The tasks:
(A) In the court decision, what property does the plaintiff ask to have partitioned?
(B) Could you shift every coordinate in the answers by adding 130 and write out the entries again, starting with the line that contains "Each instance of the water" and going through the end of the entries, both ends included? Leave the requests and their format samples unchanged, and omit the pictures.

Source extract:
----------------------------------------
[ G.R. No. L-3784. October 17, 1952 ] 92 Phil. 110
[ G.R. No. L-3784. October 17, 1952 ]
ERNEST BERG, PLAINTIFF AND APPELLEE, VS. MAGDALENA ESTATE, INC., DEFENDANT AND APPELLANT. D E C I S I O N
BAUTISTA ANGELO, J.:
This is an action for partition of the property known as Crystal Arcade situated in the City of Manila. The complaint avers that plaintiff and defendant are co-owners of said property, the former being the owner of one-third interest and the latter of the remaining two-thirds. The division is asked because plaintiff and defendant are unable to agree upon the management of the property and upon the partition thereof.
Defendant answered setting up a special defense and a counterclaim. As a special defense, defendant claims that on September 22, 1943, it sold to plaintiff one-third of the property in litigation subject to the express condition that should either vendor or vendee decide to sell his or its undivided share, the party selling would grant to the other party first an irrevocable option to purchase the same at the sellers price. It avers that in January 1946, plaintiff fixed the sum of P200,000 as the price of said share and offered to sell it to defendant, which offer was accepted, and for the payment of said price plaintiff gave defendant a period of time which, including the extensions granted, would expire on May 31, 1947. Defendant claims that, in spite of its acceptance of the offer, plaintiff refused to accept the payment of the price, and for this refusal defendant suffered damages in the amount of P100,000. For these reasons, defendant asks for specific performance.
Plaintiff filed a reply setting forth therein that the transaction referred to by defendant in its special defense relative to the property in litigation is not supported by any note or memorandum subscribed by the parties, as in fact no such note or memorandum has been made evidencing the transaction, for which reason, plaintiff claims, this transaction falls under the statute of frauds and cannot form the basis of the special defense invoked by defendant.
After trial, at which the parties presented testimonial and documentary evidence, the lower court found for the plaintiff holding that no agreement has been reached between the parties relative to the purchase and sale of the property in question, and, recognizing the right of plaintiff to demand partition under the provisions of Rule 71 of the Rules of Court, it granted the relief prayed for in the complaint. Hence this appeal.
The pivotal issue to be determined is whether an agreement to sell has actually been reached between plaintiff and defendant of the share of the former in the property in litigation for the sum of P200,000, as claimed by defendant, or whether there have been merely negotiations between them which never ripened into an agreement, as claimed by plaintiff. And in the determination of this issue, the preliminary question to be threshed out is the point raised by plaintiff touching on the evidence submitted by defendant in the light of the principle underlying the statute of frauds.
It is an undisputed fact that since September 22, 1943, plaintiff and defendant were co-owners pro indiviso of the property known as Crystal Arcade in the proportion of one-third interest belonging to the former and two-thirds to the latter. In the deed of sale executed by the parties on said date, they stipulated that, should either of them decide to sell his or its undivided share, the other party will have an irrevocable option to purchase it at the seller’s price. Then a disagreement ensued between the parties as to what really occurred concerning the deal.
Thus, while Berg claims that his negotiations with Hemady ended with an offer by the latter to the former to buy his interest for the sum of P350,000, Hemady on the other hand claims that Berg offered to sell it to him for P200.000 subject to the condition that the necessary permit be obtained from the United States Treasury Department.
----------------------------------------
Dataset excerpts:
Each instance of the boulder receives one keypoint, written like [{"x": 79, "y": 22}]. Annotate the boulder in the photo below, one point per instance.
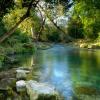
[
  {"x": 21, "y": 74},
  {"x": 41, "y": 91},
  {"x": 21, "y": 86}
]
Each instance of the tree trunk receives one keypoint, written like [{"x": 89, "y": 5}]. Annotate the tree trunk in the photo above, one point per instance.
[{"x": 10, "y": 32}]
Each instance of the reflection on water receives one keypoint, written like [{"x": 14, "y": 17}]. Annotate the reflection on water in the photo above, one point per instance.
[{"x": 71, "y": 70}]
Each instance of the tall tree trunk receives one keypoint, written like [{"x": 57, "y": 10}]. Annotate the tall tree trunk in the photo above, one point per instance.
[
  {"x": 10, "y": 32},
  {"x": 60, "y": 29}
]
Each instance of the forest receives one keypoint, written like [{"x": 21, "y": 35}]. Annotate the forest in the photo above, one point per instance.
[{"x": 29, "y": 25}]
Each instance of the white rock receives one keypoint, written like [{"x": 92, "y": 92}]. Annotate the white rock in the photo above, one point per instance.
[
  {"x": 21, "y": 74},
  {"x": 21, "y": 85}
]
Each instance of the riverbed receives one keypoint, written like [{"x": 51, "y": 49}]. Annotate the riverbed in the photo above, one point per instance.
[{"x": 73, "y": 71}]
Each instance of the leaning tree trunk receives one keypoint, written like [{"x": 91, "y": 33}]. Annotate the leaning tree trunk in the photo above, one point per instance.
[
  {"x": 10, "y": 32},
  {"x": 60, "y": 29}
]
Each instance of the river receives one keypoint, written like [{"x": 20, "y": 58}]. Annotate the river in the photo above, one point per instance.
[{"x": 74, "y": 72}]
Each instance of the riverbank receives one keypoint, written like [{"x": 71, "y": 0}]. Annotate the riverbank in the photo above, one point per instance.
[{"x": 86, "y": 44}]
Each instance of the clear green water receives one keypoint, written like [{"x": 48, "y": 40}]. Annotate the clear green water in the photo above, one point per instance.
[{"x": 74, "y": 72}]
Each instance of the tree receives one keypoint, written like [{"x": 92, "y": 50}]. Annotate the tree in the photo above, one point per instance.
[{"x": 26, "y": 15}]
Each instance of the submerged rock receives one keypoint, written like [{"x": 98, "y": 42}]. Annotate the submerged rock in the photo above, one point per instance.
[
  {"x": 21, "y": 86},
  {"x": 22, "y": 74},
  {"x": 41, "y": 91}
]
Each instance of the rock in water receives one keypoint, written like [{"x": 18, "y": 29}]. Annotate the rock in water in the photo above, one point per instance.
[
  {"x": 41, "y": 91},
  {"x": 21, "y": 86},
  {"x": 21, "y": 74}
]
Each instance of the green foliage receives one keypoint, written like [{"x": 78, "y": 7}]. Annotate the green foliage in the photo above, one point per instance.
[
  {"x": 75, "y": 28},
  {"x": 89, "y": 14}
]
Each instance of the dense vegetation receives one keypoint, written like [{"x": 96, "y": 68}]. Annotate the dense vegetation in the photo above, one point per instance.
[{"x": 50, "y": 20}]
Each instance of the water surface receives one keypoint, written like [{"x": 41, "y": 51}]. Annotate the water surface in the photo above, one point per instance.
[
  {"x": 71, "y": 70},
  {"x": 74, "y": 72}
]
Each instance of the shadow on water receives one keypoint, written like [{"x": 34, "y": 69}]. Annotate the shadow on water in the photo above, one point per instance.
[{"x": 74, "y": 72}]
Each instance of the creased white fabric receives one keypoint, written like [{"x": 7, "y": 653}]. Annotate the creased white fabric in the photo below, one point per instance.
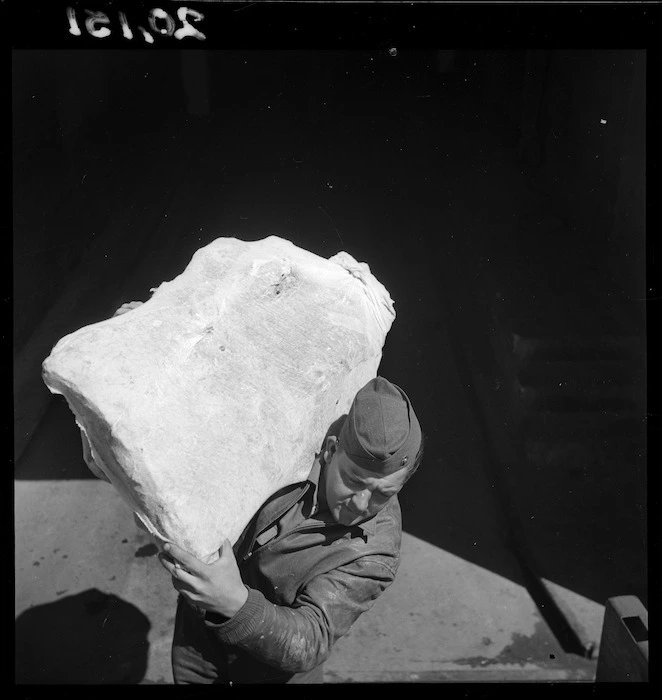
----------------------------------------
Solved problems:
(A) The Crystal Arcade, in the City of Manila.

(B)
Each instance of the water surface receives one keypoint, written like [{"x": 41, "y": 51}]. Annotate the water surface in the photo above, one point per instance.
[
  {"x": 201, "y": 200},
  {"x": 204, "y": 202}
]
Each instance of the shadow on water receives one keypoint, written like [{"x": 34, "y": 69}]. Annotate the shadow on water in the photo above, one point per instance.
[{"x": 204, "y": 202}]
Each instance of the creased white fabric receives one keypoint, written like [{"x": 7, "y": 653}]. Annotate the creased white fabric in the photo below, one point per instance.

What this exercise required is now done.